**TO DO:**
1: What IP address does the passage on anonymous FTP file search give for the march multicast group?
2: Resume the passage on anonymous FTP file search, picking up right after its final sentence.

**EXCERPTED PASSAGE:**
start
The number of files on anonymous FTPs is quite large and increasing rapidly. This is because an anonymous FTP server can provide many files with a large volume of disks. The cost of disks becomes cheaper and cheaper, then anonymous FTP server can provide more and more files.

Moreover, an administrator of an anonymous FTP server need not contact with administrators of other anonymous FTP servers. Therefore, anyone can start a new anonymous FTP server easily. For these reasons, files on anonymous FTPs are a kind of super-dispersed information.

4.2 Archie

``Archie'' is a system for searching files on many anonymous FTPs. On the current Internet you can get the location of files that you want with this system.

The archie system is a centralized system. This causes a serious problem. The archie server must have filenames of many files on many anonymous FTPs, but the number of files on anonymous FTPs must become too many to manage and search on a single server because they are a kind of super-dispersed information. The archie system will overflow.

4.3 March

Searching files on anonymous FTPs with the above method is effective because files on anonymous FTPs are a kind of super-dispersed information. According to the above method, march servers have features as follows: each server corresponds to an anonymous FTP; each server searches filenames on the anonymous FTP; each server belongs to the march multicast group; servers exchange nothing each other; you can send a query packet to the march multicast group and receive search results directly from servers.

As described above, you select the march multicast group and you describe the searching area as the TTL of the query packet. It is useful to send query packets in order of the TTL from smaller to bigger because many of files are copies from the other anonymous FTPs. As there may exist many copies for the objective file, you can find it within a smaller TTL, and you can avoid making a load on servers over the specified TTL. At the same time, you can get the closest or mostly closest file to avoid making a load on networks. Figures 3 and 4 show difference between archie and march.

Figure 3: Search with Archie

Figure 4: Search with March

4.4 Implementation of March

The system is implemented in client-server model as shown in Figure 4. Each server joins the march multicast group and a client throws the query packet to the group. We use the IP address ``224.224.2.2'' for the march multicast group.
end
**RECORDED INFORMATION:**
start
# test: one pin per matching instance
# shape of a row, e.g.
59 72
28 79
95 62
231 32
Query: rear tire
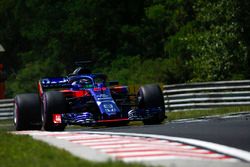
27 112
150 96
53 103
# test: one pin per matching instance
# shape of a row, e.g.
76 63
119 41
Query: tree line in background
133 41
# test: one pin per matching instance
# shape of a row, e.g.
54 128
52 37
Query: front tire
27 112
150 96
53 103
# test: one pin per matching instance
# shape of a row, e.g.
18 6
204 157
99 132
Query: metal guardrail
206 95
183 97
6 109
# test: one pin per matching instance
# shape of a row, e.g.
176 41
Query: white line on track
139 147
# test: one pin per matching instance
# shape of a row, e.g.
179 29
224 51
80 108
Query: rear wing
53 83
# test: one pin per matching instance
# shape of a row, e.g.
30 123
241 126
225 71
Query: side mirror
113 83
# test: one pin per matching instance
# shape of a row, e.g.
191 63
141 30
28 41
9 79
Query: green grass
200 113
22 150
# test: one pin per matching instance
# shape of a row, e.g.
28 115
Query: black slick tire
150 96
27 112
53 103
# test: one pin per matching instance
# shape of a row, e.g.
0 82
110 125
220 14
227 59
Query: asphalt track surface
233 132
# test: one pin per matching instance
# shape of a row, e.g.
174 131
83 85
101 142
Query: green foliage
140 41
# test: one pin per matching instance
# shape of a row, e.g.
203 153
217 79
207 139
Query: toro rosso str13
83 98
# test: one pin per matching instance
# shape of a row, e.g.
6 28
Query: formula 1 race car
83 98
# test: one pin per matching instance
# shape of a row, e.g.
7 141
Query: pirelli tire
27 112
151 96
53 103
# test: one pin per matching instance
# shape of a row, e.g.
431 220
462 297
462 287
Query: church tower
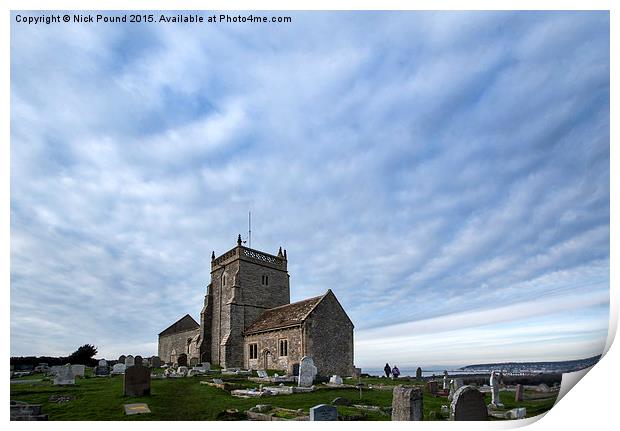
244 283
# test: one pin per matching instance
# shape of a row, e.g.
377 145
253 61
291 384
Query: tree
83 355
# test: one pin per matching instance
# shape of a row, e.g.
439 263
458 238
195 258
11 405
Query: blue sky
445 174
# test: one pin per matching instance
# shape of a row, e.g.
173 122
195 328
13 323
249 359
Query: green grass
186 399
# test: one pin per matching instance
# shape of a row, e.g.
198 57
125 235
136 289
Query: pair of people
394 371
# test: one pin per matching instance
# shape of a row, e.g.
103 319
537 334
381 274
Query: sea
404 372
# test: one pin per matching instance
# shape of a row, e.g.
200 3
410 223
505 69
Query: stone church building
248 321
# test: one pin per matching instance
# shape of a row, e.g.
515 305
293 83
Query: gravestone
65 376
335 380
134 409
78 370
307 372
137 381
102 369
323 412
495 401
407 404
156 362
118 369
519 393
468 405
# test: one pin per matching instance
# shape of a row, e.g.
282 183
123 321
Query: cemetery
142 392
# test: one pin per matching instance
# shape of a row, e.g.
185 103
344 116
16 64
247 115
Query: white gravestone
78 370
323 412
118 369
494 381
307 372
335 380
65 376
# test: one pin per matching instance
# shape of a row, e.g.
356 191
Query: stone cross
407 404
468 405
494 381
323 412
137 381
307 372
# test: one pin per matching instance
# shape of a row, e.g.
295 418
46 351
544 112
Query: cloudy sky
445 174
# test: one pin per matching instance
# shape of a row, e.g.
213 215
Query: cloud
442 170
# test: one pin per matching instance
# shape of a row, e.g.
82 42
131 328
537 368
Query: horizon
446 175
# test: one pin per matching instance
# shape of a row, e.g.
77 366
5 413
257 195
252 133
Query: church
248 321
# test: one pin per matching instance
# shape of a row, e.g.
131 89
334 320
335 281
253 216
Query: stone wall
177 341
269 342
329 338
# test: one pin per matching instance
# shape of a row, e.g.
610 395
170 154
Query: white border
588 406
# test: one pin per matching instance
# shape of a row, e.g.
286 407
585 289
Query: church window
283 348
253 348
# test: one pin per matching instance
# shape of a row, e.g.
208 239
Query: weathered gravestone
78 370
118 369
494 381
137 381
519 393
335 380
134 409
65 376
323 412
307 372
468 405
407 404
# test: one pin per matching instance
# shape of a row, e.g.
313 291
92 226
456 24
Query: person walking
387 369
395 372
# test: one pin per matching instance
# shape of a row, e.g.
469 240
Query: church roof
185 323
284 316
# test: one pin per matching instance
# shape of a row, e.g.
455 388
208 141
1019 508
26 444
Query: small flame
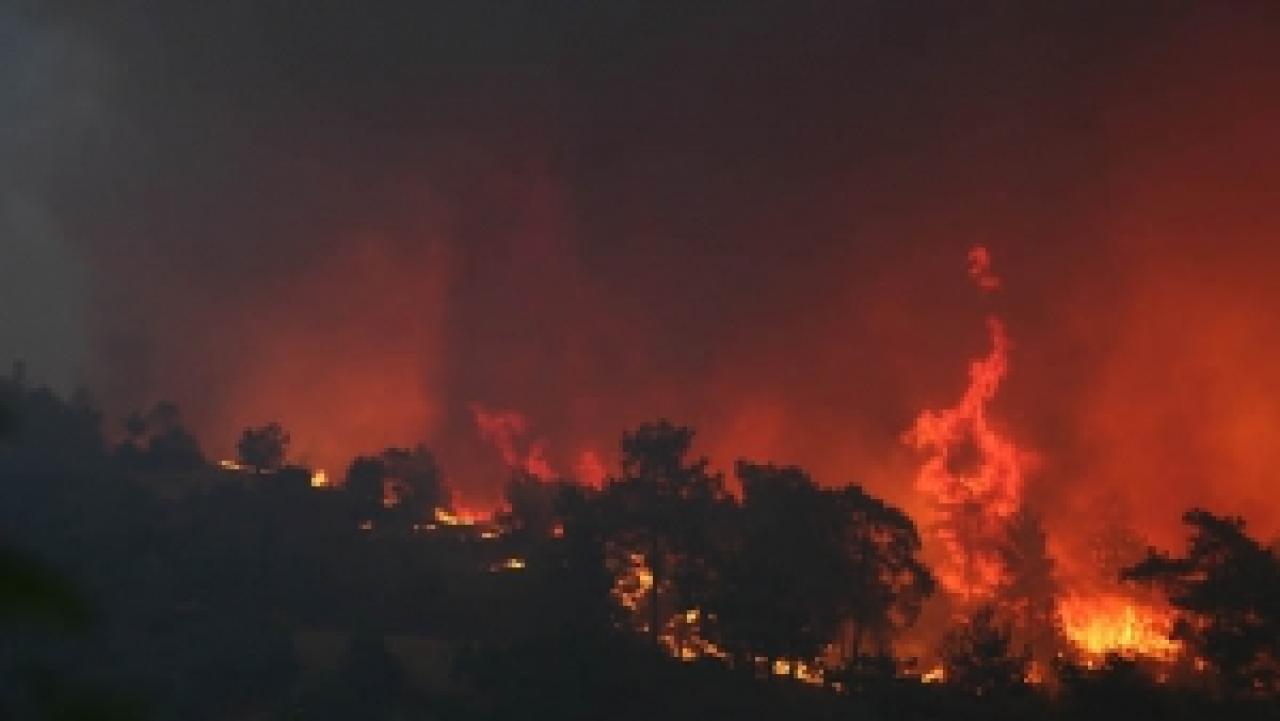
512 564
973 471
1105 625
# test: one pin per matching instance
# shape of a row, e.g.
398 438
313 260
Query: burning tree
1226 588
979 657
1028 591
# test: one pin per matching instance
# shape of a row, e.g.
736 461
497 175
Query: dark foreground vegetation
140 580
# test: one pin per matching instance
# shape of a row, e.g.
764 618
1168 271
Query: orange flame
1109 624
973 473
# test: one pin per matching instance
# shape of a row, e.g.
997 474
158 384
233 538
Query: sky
end
**SOLVED TASKS:**
1: 224.224.2.2

2:
4.4.1 Server

The server is implemented on the SPARC SunOS4.1 with ipmulti-patch and is constructed with three part: the receiver, the searcher, and the database builder. Figure 5 shows the function of each part.

Figure 5: Construction of the March Server

The receiver runs as a daemon process and joins to the march multicast group to receive queries from clients. Each query is passed to the searcher. The receiver is written in C to use the functions of existing multicast applications.

The receiver makes the searcher start, which searches the filenames that match the query from the receiver. The filenames are compiled and stored in the local database built by the database builder. The searcher is written in Perl that is powerful at string processing.

The database builder makes periodically the local database from the ls-lR file on the anonymous FTP corresponding to the march server.

4.4.2 Client

The client is also implemented on the SPARC SunOS4.1 with ipmulti-patch and is written in C to use the functions of existing multicast applications. This sends a query to the multicast group with the appropriate TTL value. The query contains the query string, the search type and the display type. The client knows the searching servers dynamically with the ACK from servers. The client regards the receipt of search results from all senders of ACK as the end of searching.

When an objective file is not found, you can re-send the query with the larger TTL to search the larger area. Each server should discard the same query from the same client. Then the server should discard the same queries from the same host. We decide that the client must send the same queries from the same port and servers should discard queries from the same port of the same host.

4.4.3 The Search String

You can specify the search string at the beginning of the searching. If you don't, servers recognize the query as the request of ACK and you can get the server list.

4.4.4 The Search Type

You should also specify the search type, which indicates the type of the search string: ``SUBSTR'' as the substring, ``REGEXP'' as the regular expression and ``SHELL'' as the filename expansion method of the bourne shell.

4.4.5 The Display Type

You should also specify the display type, which is the request to servers for items and format to send. You should use ``INFO'' to request information of each file, or should use ``URL'' to request the URL of each file.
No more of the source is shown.